## Task to complete
All entries that follow are to be printed exactly as written.

(Extracted records)
※
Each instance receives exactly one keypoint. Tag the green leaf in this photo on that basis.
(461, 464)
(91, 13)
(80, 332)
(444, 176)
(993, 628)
※
## Solution for this exercise
Each instance receives exactly one keypoint. Tag the green leaf in this photo on that basis.
(461, 464)
(91, 13)
(80, 332)
(444, 176)
(993, 628)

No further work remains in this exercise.